_EXERCISE AIM_:
Gather all lines in the entries below that include the word "plow".

----------------------------------------

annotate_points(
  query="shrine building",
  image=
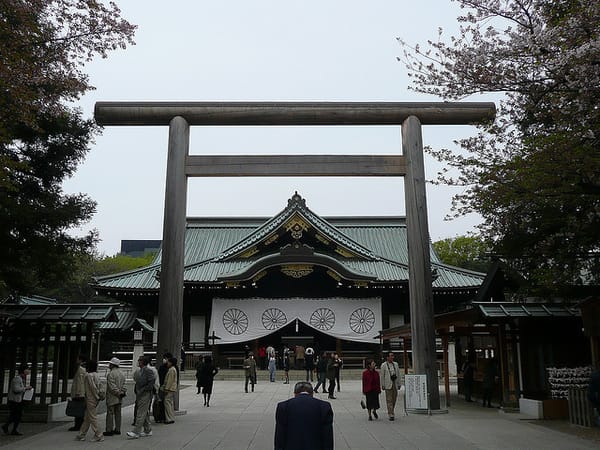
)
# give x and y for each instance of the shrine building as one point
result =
(295, 278)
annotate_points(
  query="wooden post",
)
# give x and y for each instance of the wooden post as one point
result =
(446, 369)
(405, 355)
(170, 300)
(419, 261)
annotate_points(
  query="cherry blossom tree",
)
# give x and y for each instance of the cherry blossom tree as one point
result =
(534, 173)
(43, 137)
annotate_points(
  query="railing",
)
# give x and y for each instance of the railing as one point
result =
(581, 411)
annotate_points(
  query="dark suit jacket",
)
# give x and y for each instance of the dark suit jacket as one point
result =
(304, 423)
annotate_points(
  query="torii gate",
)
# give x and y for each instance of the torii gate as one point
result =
(181, 165)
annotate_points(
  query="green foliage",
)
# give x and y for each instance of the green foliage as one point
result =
(533, 174)
(468, 252)
(120, 263)
(75, 287)
(43, 139)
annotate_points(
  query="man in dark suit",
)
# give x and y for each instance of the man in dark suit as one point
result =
(304, 422)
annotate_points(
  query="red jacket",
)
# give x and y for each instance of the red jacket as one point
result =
(371, 381)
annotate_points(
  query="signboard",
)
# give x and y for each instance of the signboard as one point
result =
(415, 391)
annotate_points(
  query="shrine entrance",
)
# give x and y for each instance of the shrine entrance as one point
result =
(179, 116)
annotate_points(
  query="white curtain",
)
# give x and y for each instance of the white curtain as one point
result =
(240, 320)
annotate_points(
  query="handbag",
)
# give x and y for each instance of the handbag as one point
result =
(75, 408)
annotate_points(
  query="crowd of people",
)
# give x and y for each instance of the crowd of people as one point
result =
(155, 388)
(154, 391)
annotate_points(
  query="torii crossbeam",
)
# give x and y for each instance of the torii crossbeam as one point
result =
(179, 116)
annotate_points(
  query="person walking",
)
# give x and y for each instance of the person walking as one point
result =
(115, 391)
(159, 406)
(199, 366)
(490, 374)
(303, 422)
(207, 376)
(390, 378)
(144, 389)
(78, 391)
(468, 378)
(168, 390)
(272, 368)
(309, 363)
(300, 353)
(338, 368)
(250, 371)
(270, 351)
(286, 367)
(17, 388)
(321, 373)
(371, 388)
(331, 369)
(92, 397)
(262, 357)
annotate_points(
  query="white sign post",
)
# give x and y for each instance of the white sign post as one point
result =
(416, 394)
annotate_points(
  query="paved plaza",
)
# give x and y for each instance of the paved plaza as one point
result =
(236, 420)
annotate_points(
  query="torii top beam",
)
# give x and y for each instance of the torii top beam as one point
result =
(292, 113)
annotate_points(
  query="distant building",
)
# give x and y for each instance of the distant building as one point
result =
(139, 247)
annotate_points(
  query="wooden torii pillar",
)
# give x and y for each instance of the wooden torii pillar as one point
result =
(181, 165)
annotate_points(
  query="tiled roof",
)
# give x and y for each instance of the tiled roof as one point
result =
(72, 312)
(524, 310)
(126, 319)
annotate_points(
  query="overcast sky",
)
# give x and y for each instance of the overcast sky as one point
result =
(259, 51)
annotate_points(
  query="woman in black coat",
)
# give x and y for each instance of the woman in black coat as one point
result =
(207, 376)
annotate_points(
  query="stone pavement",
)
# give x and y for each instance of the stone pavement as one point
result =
(236, 420)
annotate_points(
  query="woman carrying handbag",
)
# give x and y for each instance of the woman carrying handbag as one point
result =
(371, 388)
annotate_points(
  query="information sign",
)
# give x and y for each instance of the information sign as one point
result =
(415, 391)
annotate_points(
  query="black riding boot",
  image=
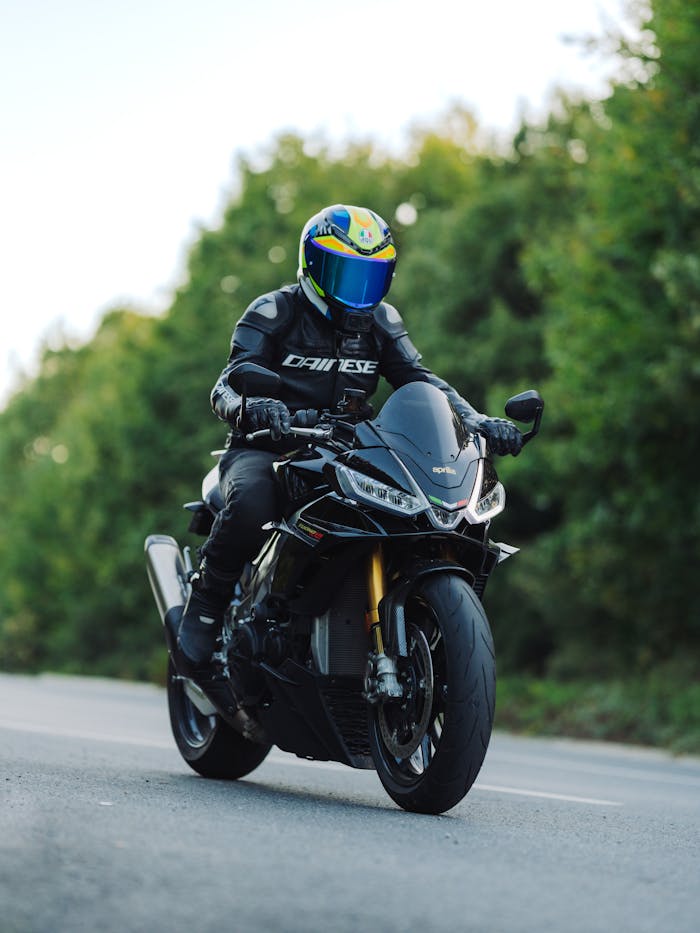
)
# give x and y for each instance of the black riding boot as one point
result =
(202, 618)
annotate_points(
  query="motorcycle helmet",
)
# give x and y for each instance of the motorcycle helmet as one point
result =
(348, 256)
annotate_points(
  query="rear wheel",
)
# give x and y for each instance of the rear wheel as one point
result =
(210, 746)
(429, 748)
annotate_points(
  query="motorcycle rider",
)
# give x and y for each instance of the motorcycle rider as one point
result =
(331, 331)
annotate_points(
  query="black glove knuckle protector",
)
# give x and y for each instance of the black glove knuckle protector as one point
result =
(263, 413)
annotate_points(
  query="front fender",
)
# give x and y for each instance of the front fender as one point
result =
(392, 606)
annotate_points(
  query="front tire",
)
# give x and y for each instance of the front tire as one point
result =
(210, 746)
(428, 750)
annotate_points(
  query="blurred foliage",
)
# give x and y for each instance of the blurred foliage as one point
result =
(569, 263)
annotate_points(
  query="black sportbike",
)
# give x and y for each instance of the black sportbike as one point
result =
(357, 634)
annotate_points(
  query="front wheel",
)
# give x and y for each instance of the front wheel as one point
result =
(210, 746)
(428, 748)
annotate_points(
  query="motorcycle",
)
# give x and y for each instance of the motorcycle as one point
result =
(357, 634)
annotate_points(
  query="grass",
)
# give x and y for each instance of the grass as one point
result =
(657, 710)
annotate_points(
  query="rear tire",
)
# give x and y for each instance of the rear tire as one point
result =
(210, 746)
(429, 750)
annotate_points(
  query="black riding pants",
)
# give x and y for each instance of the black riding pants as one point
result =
(251, 498)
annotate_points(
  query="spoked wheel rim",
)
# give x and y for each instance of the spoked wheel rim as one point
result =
(410, 732)
(195, 727)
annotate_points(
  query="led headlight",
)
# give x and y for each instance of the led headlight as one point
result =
(489, 496)
(360, 486)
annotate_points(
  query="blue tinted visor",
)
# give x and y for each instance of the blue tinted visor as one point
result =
(354, 281)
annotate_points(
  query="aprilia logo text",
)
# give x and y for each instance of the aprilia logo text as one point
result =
(325, 365)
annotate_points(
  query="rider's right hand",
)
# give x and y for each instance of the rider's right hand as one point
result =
(262, 413)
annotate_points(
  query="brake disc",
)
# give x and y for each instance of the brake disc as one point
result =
(402, 730)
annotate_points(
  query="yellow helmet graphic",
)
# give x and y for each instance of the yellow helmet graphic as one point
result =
(348, 255)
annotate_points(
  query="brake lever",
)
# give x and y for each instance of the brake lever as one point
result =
(324, 434)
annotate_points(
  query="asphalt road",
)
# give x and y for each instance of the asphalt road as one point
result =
(103, 827)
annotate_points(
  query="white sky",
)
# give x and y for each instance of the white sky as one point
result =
(120, 120)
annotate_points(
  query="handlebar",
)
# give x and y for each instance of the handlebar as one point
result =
(322, 434)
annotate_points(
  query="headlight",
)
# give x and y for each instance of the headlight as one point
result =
(360, 486)
(489, 505)
(489, 496)
(487, 500)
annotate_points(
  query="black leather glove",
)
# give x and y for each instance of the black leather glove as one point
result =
(306, 418)
(502, 436)
(262, 413)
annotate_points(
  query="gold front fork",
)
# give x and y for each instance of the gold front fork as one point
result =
(375, 591)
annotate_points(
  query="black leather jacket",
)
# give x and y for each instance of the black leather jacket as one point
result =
(284, 332)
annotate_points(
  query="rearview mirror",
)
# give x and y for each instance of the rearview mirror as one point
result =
(524, 407)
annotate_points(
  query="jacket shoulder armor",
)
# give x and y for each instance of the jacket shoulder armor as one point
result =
(389, 321)
(269, 313)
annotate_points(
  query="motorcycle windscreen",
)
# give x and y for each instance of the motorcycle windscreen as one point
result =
(419, 422)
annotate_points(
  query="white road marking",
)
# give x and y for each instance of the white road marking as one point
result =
(496, 789)
(276, 757)
(581, 767)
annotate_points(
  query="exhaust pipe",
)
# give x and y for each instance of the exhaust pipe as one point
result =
(168, 578)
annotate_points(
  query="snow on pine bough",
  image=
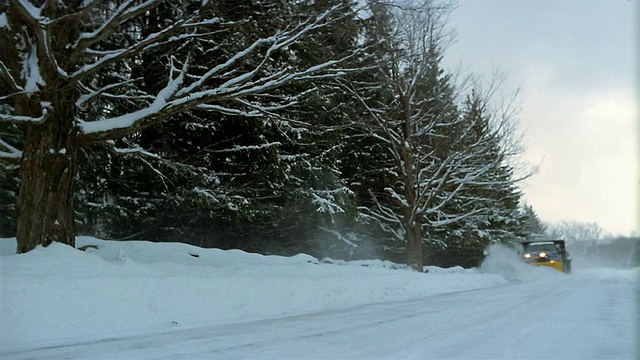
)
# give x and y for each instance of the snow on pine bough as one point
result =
(551, 253)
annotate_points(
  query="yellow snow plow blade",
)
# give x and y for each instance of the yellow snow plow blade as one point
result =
(554, 264)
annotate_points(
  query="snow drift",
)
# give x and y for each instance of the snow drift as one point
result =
(60, 295)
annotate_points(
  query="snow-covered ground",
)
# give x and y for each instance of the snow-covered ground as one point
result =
(143, 300)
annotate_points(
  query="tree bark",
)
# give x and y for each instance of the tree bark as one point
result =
(47, 171)
(414, 247)
(45, 201)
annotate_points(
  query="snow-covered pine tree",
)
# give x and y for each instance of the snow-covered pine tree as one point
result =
(53, 54)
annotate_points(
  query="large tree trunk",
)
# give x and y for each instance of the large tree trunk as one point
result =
(48, 168)
(46, 188)
(414, 247)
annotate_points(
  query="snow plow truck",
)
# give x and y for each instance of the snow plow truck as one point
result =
(552, 253)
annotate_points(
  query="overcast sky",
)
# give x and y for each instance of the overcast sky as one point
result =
(575, 63)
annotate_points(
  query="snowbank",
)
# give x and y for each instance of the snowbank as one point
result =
(61, 295)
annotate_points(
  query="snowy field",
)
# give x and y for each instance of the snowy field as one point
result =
(142, 300)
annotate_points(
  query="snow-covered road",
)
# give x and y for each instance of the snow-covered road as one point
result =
(587, 315)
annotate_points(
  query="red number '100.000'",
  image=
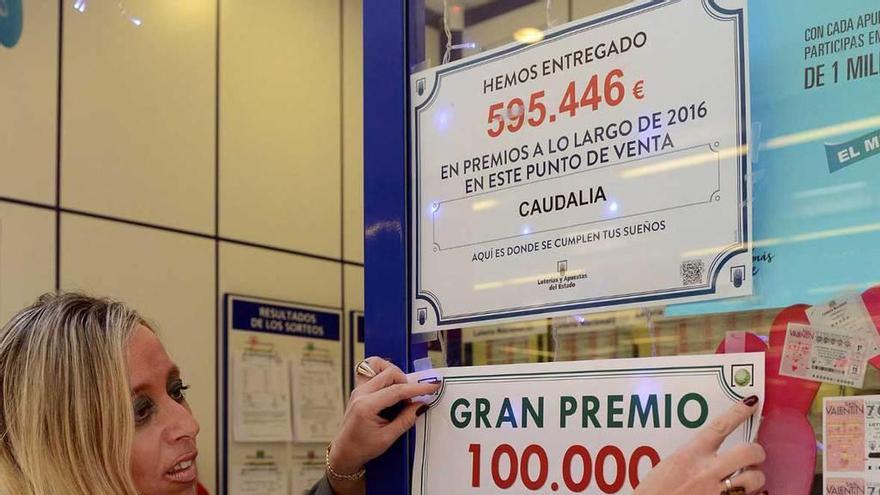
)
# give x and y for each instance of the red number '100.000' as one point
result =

----------------------------------------

_ANSWER TO THE EXERCISE_:
  query="yellow snow plow blade",
# give x and y for each instance of the yellow snow plow blade as one point
  query="snow plow truck",
# give x and y for each instance of the snow plow truck as one point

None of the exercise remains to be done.